··· 本文抜粋 ···

Rocker and Hooker

ルー・リード(Lou Read)が亡くなってしまった。 全ての生きとし生けるものにとって、生命は永遠ではない。「死」からは逃れられない。そう、かく言う自分もいつかは死ぬ。これを読んでいるあなたも。我々は産まれた時から「死」というゴールに向かって一歩一歩歩き始めているのだ。それは事実として受け止めざるを得ない。

それでもルー・リードの死に際しては、久々に「喪失」の痛みに苛まれた。
半月を過ぎて、ようやく冷静にこんなことを書けるようになってきたのだ。
「書かないと!追悼文!!」、「どんなこと書くのか楽しみ!」、そんなお言葉頂きつつ。。。。いやいや、そいつは厳しい。ムリだよ。だってこの出来事は自分の中では「事象」ではなく「観念」の領域のモノだったから。空が青くって目の前で落ち葉がフッと最後の旅に。。。。何てまとめ方では書けない出来事だった。

泣いて泣いて。。。。いやいや違うね、そんな例えは。

··· 提供資料 ···

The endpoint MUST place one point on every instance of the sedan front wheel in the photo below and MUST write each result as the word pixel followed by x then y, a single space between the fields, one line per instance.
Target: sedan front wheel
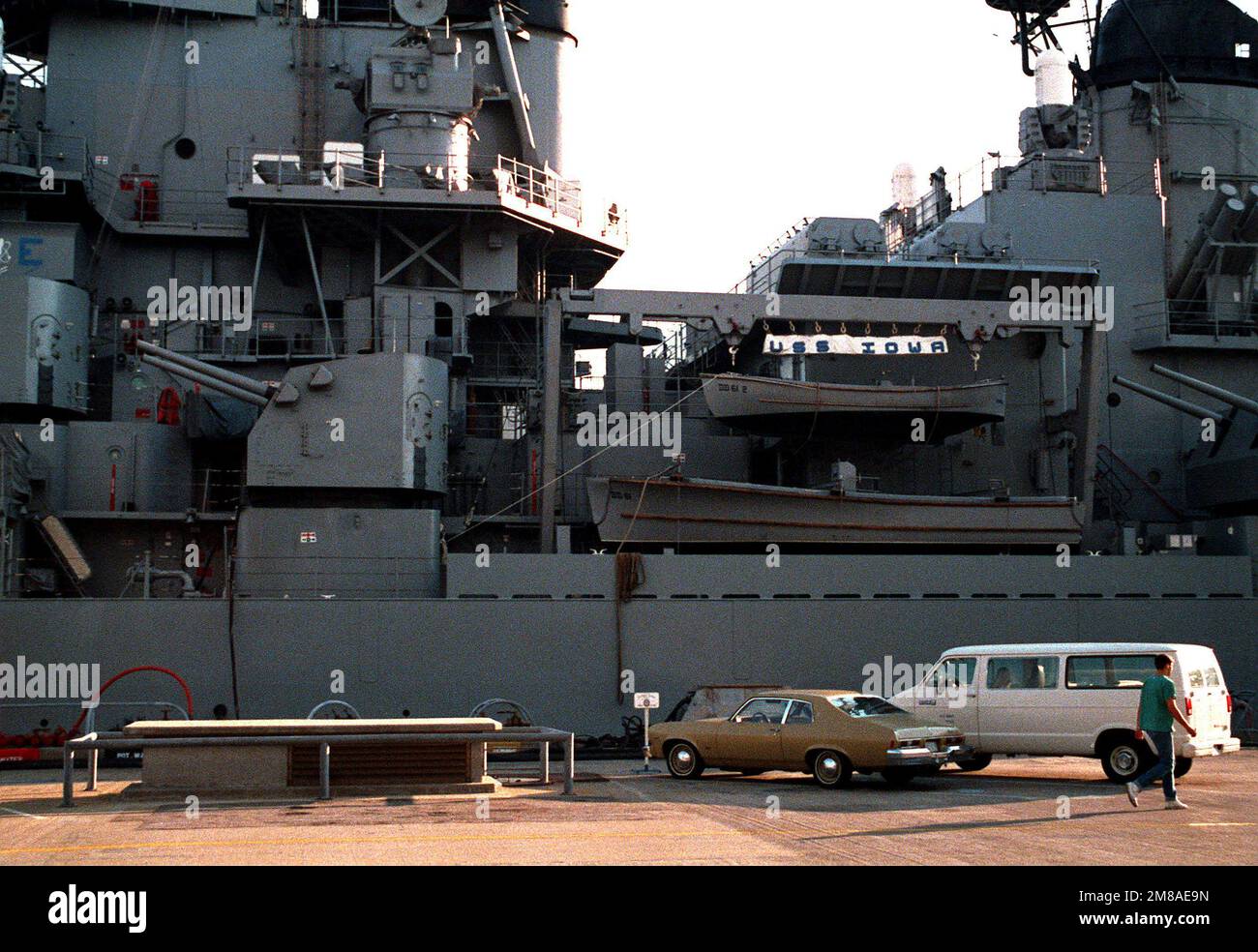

···

■ **課題**
1 - ルー・リードについての文章のうち、「それでもルー・リードの死に際しては、久々に「喪失」の痛みに苛まれた。」で始まり「泣いて泣いて。。。。いやいや違うね、そんな例えは。」に至るまでの部分を、一字も変えずに書き写してください。
2 - ルー・リードについての文章を二文で要約してください。
3 - ルー・リードについての文章を、途切れたところから引き継いで書き進めてください。
資料は参照しなくても差し支えありません。

■ **解答一覧**
1 -
それでもルー・リードの死に際しては、久々に「喪失」の痛みに苛まれた。
半月を過ぎて、ようやく冷静にこんなことを書けるようになってきたのだ。
「書かないと!追悼文!!」、「どんなこと書くのか楽しみ!」、そんなお言葉頂きつつ。。。。いやいや、そいつは厳しい。ムリだよ。だってこの出来事は自分の中では「事象」ではなく「観念」の領域のモノだったから。空が青くって目の前で落ち葉がフッと最後の旅に。。。。何てまとめ方では書けない出来事だった。

泣いて泣いて。。。。いやいや違うね、そんな例えは。

2 - ルー・リードが亡くなり、筆者はどんな生き物も死からは逃れられないという事実を受け止めつつも、久々に喪失の痛みに苛まれた。半月を過ぎてようやく冷静に書けるようになったが、この出来事は筆者にとって「事象」ではなく「観念」の領域のものだったため、追悼文を求められても簡単にはまとめられなかったと述べている。

3 -
10月27日、日本時間では日曜日の夜更けだったのだろうか。自分がそのニュースを知ることとなったのは、月曜日のお昼前、友人からのメールによってだった。打合せ中だったため、メールの着信の知らせに何となく目をやったのを覚えている。打合せが一段落した時にそのメールを開いて内容を目の当たりにした自分の頭の中が真っ白になってしまったのを思いだす。その後上の空の時間が続き、先方に随分と失礼してしまったような気がする。
ルーの不在を知らぬまま、自分はここ日本で10時間以上も暢気に過ごしていたんだな。その時の状況を思うと、すなわち「不在」に気付かないでいることね、「死」って最終的にはそういうものなのかも。忘れて風化していくもの。きっと生涯出会った大切な想い出を共有した人がもしもうこの世に居なくても、自分がそれを知らない限りその人は自分の想いでの中では「在り」続ける。昔の恋人の現在なんてやっぱり知らない事が多いし。もしかしたらもうこの世に居なかったりして!?!?「不在」を知ったとたんに、「死」が事実として訪れる。その10時間のことは自分にそんなことをイヤという程思い知らせてくれた。

うん、でもね、リードの一件に関してはもう冷静に対処できている。何と言っても圧倒的な作品群が遺されているし。それが語るモノの大きさって、今の幼稚な音楽享受/リスナー・シーンでは今後50年近くにあたる大いなる提議であり続けると思うしね。彼はアーティストっていうよりも彼の人生そのものが「作品」だったんだよ。だから自分達は作品を共有する事で新しいルー・リードとの付き合い方を発見できる気がするんだ。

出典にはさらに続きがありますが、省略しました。